> **USING THE INFORMATION**
1. Name the four people at the camp in the historical re-enacting text, and say what each one is doing.
2. Answer these from the historical re-enacting text:
(a) What food does the narrator secretly nibble beneath the cloak?
(b) What kind of socks does the tick hitch a ride on?
(c) Which three head coverings are named as hard to fit over afro hair?
3. Pick up the historical re-enacting text after its final sentence and carry it forward.

> **TEXT BLOCK**
______

Ben, our chieftain, is laying out a fur rug. His partner Lizzie, an A&E doctor, is peeling onions. A skateboarder called Corey is practising crossbow while Matt, a film studio owner, is sprawled out with a sore back.

My sense of time slows to match the mood. It meanders with the midges, a gentler kind of traffic than the morning rush. I loiter by the logs, nibbling discreetly on a piece of pizza hidden beneath my cloak. I know pizza is not authentic, but ambushes are hungry work. Soon I search for wood to fuel the fire. I peg down a tent, hang up a shield, and look for berries. We are too far into summer for my mission to be fruitful, but it’s a good excuse to chase the last rays of a dying sun.

The forest is dense. Twigs, leaves and insects tangle in my frizzy hair until I resemble a dreadful swamp creature. But I have meadow on my mind and foliage will not foil my plans. When I finally break through, fresh air fills my lungs. My heart is hushed by the long grass as I collapse to catch my breath. A tick hitches a ride on my naalbound socks, but otherwise I am delightfully alone. My senses tingle at the touch of soil.

The smell of the bubbling cauldron summons me back to camp. We wait for the vegetables to soften; snapping twigs, giggling and gambling tokens on 10th-century wooden board games, the rules for which have barely changed. As the cold cuts through my cloak, I decide this isn’t historical re-enacting at all. It’s an extreme form of forest-bathing that promises much more than bites and bruises. It alters my perspective, allowing me to appreciate simple things – sun, sky and soil.

Historical re-enacting is healing in other ways. I can shake the shackles of gender, race and class and slip into skins different to my own. It’s a reclamation of power, though not everyone agrees. There’s always debate about the authenticity of historical TV dramas and films. Look at the uproar that greeted Ridley Scott daring to “lob a few sharks” into the Colosseum in Gladiator II, and the mixed Black female actor Caroline Henderson playing a leader in Netflix’s Vikings: Valhalla. As a mixed Black female re-enactor in a sea of men with beards, I’m not always fully authentic myself either. It’s a struggle to squeeze my afro hair beneath a coif, wimple or helmet, unless I tame the fuzzy strands into tiny plaits first. The costumes are not always made for people like me. But the groups I’m part of encourage me to explore a range of roles. We are 21st-century organisations based on modern values.

______

Point-per-instance localization data:
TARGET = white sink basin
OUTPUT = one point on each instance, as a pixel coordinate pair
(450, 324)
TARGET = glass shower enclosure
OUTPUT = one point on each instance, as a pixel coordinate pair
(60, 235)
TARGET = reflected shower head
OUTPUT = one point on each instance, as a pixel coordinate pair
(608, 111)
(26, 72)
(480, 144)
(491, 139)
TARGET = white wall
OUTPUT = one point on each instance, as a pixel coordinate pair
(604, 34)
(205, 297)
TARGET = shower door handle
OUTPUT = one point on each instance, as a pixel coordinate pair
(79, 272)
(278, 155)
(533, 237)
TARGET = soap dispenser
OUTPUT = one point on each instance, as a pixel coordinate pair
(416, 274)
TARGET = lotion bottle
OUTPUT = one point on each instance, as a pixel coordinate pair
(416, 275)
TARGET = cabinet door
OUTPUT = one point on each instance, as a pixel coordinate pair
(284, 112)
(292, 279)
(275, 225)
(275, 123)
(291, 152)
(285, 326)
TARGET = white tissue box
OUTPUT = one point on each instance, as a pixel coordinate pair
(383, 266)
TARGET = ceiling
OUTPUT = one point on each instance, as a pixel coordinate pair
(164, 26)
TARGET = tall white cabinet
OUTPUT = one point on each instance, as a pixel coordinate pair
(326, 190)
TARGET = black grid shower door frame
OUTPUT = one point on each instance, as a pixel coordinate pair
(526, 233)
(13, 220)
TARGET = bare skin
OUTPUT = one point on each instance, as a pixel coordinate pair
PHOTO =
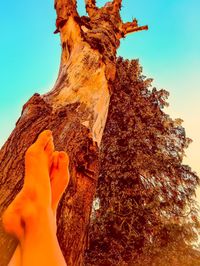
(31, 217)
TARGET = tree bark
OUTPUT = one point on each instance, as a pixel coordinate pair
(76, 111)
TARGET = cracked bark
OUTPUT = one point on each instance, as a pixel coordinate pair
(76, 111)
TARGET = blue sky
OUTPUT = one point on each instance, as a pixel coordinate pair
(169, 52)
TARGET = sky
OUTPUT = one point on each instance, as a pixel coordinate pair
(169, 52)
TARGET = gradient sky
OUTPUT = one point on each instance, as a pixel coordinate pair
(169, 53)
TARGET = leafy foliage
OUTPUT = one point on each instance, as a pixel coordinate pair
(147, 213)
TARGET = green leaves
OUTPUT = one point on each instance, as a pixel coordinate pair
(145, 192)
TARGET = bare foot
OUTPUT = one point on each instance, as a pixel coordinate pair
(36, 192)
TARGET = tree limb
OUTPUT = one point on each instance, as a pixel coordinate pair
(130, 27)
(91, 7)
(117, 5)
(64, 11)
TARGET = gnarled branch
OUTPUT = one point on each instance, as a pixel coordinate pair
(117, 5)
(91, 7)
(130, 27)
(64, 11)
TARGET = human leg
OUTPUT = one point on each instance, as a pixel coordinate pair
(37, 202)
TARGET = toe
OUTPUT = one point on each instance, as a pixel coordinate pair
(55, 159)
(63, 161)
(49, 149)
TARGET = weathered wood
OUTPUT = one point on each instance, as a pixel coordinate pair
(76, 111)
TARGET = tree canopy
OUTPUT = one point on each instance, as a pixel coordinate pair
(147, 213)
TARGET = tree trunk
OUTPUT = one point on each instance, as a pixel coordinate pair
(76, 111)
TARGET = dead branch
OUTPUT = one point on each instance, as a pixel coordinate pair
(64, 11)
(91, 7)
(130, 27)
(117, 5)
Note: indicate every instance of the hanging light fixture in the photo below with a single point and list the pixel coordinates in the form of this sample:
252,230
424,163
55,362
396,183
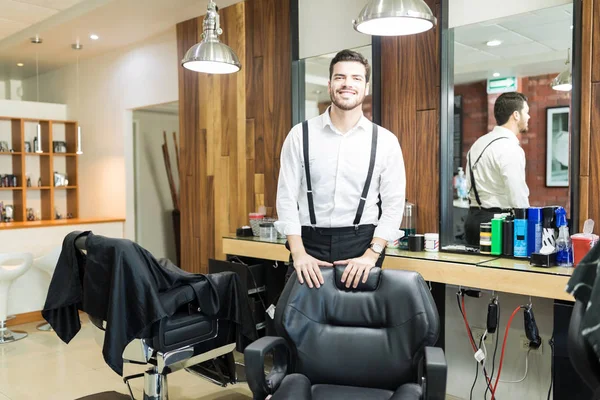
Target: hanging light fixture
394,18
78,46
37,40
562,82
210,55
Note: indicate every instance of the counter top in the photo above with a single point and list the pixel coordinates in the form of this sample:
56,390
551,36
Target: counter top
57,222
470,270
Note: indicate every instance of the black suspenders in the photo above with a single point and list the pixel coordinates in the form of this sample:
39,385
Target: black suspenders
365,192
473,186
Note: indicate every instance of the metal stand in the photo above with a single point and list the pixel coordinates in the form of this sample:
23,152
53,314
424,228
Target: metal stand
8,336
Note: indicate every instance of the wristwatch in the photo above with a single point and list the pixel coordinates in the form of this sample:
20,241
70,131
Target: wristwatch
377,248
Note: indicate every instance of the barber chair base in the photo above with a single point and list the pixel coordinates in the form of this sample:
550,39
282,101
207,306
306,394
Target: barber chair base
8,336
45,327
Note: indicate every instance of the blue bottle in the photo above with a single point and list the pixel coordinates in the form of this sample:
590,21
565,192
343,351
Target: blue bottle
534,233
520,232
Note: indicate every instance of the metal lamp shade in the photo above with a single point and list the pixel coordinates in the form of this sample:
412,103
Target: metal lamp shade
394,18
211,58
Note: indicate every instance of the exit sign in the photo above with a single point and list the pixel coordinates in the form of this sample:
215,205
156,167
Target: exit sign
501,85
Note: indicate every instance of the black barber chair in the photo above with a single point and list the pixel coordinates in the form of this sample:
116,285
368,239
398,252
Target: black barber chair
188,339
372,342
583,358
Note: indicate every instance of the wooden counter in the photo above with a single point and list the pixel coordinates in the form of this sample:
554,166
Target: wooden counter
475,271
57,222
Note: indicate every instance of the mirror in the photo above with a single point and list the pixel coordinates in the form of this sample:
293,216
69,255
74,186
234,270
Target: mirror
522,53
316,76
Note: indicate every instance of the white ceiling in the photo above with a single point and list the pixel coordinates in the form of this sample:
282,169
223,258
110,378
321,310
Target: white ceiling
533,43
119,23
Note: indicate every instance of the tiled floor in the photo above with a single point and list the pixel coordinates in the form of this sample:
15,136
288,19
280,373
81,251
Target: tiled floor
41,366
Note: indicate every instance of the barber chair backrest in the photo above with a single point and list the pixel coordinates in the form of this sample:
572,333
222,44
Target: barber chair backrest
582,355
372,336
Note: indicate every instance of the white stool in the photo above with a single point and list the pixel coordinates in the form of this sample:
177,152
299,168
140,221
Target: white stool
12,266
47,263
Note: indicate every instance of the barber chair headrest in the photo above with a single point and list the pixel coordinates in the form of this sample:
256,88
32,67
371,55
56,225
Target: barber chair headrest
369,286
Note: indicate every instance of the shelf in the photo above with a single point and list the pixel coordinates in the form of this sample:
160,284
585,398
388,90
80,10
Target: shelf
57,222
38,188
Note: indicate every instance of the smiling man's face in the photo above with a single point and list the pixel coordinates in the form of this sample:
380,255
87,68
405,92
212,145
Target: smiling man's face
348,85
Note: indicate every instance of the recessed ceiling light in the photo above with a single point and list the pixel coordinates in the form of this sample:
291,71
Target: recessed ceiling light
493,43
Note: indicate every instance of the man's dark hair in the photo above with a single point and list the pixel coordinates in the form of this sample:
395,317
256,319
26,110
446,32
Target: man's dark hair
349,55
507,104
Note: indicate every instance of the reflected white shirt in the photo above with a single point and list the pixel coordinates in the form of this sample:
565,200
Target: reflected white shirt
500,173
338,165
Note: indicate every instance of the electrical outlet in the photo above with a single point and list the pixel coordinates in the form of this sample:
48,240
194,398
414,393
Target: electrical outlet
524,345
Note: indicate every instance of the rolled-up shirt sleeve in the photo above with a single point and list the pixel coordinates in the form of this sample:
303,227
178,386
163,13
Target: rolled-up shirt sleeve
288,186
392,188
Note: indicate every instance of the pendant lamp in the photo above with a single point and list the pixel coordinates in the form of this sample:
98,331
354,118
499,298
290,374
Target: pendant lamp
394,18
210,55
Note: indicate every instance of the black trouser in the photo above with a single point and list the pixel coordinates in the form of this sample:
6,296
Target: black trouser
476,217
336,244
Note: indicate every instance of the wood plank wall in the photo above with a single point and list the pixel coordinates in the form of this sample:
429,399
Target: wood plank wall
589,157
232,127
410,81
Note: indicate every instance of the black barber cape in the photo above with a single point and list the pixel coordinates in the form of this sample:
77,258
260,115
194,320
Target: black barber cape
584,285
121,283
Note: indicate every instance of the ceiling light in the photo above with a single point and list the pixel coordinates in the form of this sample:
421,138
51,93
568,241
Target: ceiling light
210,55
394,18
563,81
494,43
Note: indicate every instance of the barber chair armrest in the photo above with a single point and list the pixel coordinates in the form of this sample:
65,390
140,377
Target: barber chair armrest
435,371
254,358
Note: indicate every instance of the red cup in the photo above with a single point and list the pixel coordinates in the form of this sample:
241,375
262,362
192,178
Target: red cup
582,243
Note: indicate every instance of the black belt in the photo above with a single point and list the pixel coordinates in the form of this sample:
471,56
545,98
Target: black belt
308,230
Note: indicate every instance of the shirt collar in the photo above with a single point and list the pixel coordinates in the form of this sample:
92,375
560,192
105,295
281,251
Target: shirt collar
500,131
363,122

______

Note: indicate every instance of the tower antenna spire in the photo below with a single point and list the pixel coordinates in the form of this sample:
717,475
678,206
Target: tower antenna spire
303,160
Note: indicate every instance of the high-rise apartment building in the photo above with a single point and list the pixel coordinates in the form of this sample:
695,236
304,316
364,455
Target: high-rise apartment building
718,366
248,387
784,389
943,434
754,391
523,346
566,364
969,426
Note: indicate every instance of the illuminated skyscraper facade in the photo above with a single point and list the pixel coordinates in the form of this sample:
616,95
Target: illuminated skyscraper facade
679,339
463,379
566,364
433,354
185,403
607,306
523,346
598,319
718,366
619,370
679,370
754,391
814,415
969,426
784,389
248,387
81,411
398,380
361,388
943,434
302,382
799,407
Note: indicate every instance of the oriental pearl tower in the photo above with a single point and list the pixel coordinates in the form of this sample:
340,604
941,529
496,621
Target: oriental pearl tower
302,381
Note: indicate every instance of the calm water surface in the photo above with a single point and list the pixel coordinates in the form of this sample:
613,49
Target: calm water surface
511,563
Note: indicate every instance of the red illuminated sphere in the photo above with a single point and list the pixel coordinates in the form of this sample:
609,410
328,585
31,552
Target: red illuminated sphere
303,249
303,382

______

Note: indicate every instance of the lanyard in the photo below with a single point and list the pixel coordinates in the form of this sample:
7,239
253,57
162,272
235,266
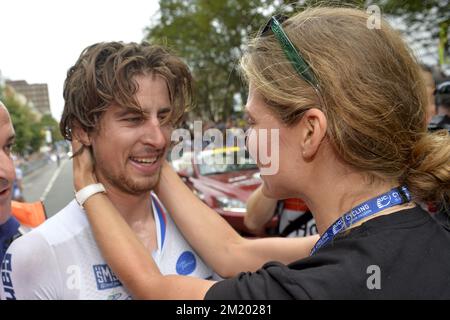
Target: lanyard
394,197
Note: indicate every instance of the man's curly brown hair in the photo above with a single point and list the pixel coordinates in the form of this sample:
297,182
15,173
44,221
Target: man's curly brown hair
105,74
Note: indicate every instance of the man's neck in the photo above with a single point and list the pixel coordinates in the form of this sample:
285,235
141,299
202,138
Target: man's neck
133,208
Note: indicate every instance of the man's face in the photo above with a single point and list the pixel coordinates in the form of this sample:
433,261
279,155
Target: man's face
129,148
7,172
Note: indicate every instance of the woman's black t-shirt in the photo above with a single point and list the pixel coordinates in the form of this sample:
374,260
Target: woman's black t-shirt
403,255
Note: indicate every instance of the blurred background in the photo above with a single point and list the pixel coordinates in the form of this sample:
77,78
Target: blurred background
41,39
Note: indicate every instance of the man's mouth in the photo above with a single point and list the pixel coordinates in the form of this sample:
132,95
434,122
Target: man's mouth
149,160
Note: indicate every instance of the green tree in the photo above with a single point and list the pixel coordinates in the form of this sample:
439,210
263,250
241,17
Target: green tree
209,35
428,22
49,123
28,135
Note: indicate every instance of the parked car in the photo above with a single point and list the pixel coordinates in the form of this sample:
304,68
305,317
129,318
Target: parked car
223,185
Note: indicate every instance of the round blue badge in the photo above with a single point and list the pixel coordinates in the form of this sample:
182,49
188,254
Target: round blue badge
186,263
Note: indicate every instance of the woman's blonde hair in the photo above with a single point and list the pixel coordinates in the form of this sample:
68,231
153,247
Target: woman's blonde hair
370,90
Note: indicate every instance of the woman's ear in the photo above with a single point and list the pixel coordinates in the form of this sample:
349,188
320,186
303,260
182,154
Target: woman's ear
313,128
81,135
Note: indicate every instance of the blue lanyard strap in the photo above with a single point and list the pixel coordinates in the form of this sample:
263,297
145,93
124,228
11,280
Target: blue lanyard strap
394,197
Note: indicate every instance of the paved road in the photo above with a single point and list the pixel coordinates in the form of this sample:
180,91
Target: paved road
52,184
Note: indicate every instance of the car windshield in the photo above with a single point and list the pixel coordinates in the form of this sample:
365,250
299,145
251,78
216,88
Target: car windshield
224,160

______

> **OUTPUTS IN ORDER**
1.
Ben is laying out a fur rug.
Lizzie is peeling onions.
Corey is doing crossbow practice.
Matt is sprawled out with a sore back.

2.
(a) A piece of pizza.
(b) Naalbound socks.
(c) A coif, a wimple and a helmet.

3.
One authenticity officer assures me that “history belongs to everyone” and is more diverse than people realise. While some ethnic groups were excluded from certain roles, the bustling trade routes between Europe, Africa, and the Middle East encourage us to explore the possible, if not always documented, wealth of interactions and cultural exchanges that might have taken place. It is widely accepted that Vikings reached North Africa in about 859, for example; a largely forgotten chapter in history that inspired the historical novel I’m writing about what it was like to be dark in the dark ages and where early enslaved people found light. More than 100,000 Islamic silver coins have been found in Viking-age Scandinavia along with rings and clothes that some historians believe bear inscriptions to Allah. Even on our own shores, Black historical figures such as Saint Hadrian of Canterbury have played a pivotal role.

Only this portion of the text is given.